## Start Selection

It is possible to use the concept of a dataflow graph to expose parallelism in hybrid classical-quantum algorithms. The graph may be constructed either implicitly or explicitly. It can also be present within the runtime either explicitly as a graph in a graph storage format or implicitly as a sequence of tasks the runtime is to execute. The compiler or pre-processing step can extract a dataflow representation, and the runtime can store the currently executing program to maximise the availability of circuit-level parallelism.
A possible implementation is that the dataflow graph can be automatically extracted from an implementation of a quantum algorithm that uses a feature of the language called “futures”. Futures are also referred to as promises or async functions in other implementations. Futures replace the return value of a function call with a future object that represents the eventual value of that call. After calling a function that returns a future, the runtime (a) records that this call should be performed in the future as a task and (b) provides the calling function with a unique object that will be filled in by the eventual call. To use this mechanism to expose circuit level concurrency, the function that requests a circuit to be run on the QPU should be provided by the runtime as an asynchronous function returning a future. The function that requests a circuit to be run on the QPU can be called a QPU run function. The call to the QPU run function may take 2 arguments: (a) the circuit to evaluate, and optionally, (b) a repeat count for efficiently performing repeated measurements of the same circuit.

## End Selection

- [Task instructions]:
1) Extract the passage on dataflow graphs from "It is possible" to "of circuit-level parallelism.".
2) Write a continuation of the passage on dataflow graphs, picking up after its final sentence.
The rows come from a separate source, not from the passage on dataflow graphs.

## Start Material

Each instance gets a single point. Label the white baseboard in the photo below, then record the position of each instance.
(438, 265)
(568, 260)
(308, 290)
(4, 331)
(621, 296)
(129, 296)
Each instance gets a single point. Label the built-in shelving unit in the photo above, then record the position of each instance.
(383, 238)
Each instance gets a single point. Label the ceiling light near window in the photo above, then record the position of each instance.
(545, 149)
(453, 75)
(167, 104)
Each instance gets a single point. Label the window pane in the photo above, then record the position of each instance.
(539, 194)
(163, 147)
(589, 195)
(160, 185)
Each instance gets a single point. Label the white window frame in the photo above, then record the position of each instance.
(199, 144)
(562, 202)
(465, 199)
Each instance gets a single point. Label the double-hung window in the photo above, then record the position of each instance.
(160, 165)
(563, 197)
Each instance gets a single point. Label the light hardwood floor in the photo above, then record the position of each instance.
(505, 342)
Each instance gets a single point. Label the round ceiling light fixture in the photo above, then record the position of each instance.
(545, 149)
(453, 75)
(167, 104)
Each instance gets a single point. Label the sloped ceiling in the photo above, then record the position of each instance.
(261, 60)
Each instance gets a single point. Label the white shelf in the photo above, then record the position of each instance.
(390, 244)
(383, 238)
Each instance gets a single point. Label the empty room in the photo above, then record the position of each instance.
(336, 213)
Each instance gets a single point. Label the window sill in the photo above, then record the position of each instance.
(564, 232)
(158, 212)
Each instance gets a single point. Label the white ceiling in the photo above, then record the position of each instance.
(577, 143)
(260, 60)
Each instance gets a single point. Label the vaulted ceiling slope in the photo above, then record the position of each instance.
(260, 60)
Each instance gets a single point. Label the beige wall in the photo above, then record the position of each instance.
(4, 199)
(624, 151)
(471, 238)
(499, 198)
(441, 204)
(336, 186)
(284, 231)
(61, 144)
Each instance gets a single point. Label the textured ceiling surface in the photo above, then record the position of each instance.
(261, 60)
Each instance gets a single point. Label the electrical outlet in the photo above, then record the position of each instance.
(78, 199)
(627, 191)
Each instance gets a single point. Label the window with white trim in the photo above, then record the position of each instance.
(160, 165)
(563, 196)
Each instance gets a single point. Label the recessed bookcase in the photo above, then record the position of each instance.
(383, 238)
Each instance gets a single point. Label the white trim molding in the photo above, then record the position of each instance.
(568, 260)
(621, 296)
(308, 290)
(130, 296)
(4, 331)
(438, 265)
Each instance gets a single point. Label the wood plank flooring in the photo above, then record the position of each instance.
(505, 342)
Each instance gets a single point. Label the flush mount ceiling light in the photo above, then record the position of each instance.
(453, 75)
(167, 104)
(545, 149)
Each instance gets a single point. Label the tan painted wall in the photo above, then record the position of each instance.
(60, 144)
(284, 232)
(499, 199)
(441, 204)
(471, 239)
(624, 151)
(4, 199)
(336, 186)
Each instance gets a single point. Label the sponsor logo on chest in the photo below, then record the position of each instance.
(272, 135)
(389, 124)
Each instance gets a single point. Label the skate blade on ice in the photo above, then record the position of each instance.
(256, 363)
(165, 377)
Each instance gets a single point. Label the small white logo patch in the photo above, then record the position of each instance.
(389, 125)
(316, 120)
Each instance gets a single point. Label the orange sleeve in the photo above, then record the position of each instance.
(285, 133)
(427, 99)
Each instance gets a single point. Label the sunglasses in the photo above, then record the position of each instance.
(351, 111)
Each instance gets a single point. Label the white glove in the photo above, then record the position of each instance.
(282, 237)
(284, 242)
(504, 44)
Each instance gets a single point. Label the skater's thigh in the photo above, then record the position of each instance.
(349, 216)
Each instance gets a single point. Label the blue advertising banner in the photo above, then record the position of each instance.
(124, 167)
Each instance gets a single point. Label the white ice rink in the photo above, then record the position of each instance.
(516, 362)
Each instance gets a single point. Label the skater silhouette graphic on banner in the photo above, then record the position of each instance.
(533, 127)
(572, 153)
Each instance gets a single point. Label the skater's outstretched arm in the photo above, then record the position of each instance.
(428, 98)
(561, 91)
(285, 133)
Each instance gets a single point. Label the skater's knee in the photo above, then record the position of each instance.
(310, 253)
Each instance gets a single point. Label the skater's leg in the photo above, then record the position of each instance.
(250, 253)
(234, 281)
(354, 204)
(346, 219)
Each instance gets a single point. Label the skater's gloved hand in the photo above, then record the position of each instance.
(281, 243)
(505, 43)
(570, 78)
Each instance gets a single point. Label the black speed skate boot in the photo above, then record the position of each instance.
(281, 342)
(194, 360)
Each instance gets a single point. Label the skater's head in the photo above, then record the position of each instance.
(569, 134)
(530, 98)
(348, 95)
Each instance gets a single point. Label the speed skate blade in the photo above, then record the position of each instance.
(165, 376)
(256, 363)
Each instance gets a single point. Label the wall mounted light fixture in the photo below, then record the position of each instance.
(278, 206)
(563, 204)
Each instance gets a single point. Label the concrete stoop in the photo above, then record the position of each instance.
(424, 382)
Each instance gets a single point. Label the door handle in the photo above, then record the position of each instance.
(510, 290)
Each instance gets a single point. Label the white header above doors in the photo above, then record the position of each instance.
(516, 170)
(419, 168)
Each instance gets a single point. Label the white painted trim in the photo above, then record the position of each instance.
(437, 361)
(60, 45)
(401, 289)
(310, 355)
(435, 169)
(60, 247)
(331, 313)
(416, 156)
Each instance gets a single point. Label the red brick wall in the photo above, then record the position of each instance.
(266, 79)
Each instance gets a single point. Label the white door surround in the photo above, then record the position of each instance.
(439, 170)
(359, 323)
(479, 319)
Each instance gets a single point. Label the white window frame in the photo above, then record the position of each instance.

## End Material

- [Answers for this exercise]:
1)
It is possible to use the concept of a dataflow graph to expose parallelism in hybrid classical-quantum algorithms. The graph may be constructed either implicitly or explicitly. It can also be present within the runtime either explicitly as a graph in a graph storage format or implicitly as a sequence of tasks the runtime is to execute. The compiler or pre-processing step can extract a dataflow representation, and the runtime can store the currently executing program to maximise the availability of circuit-level parallelism.

2)
As part of this execution the runtime will generate a unique identifier for the request and construct a future object, using the identifier to associate the future object with the requested circuit. The runtime may then immediately resume the algorithm starting immediately after the call to QPU run. The algorithm may then perform 1 of 3 possible operations.
1. The algorithm may proceed to make further calls to QPU run, resulting in the creation of further future objects.
2. The algorithm may perform classical processing on existing data, and this would form part of the same classical computational node. The algorithm designer may choose to make calls to QPU run as soon as it is known they are required, to expose concurrency as soon as possible or to simplify the algorithm design.
3. The algorithm may perform classical processing on a future value. This indicates the end of a single dataflow node, as the circuit future must be resolved before this processing can be performed.
Another possible implementation arises as a user may explicitly construct a dataflow graph for an algorithm. The user creates a graph object. They can add nodes to the graph object by providing a function that implements that node (node body function). The user can also provide structural information on the input and output edges, forming an explicit graph.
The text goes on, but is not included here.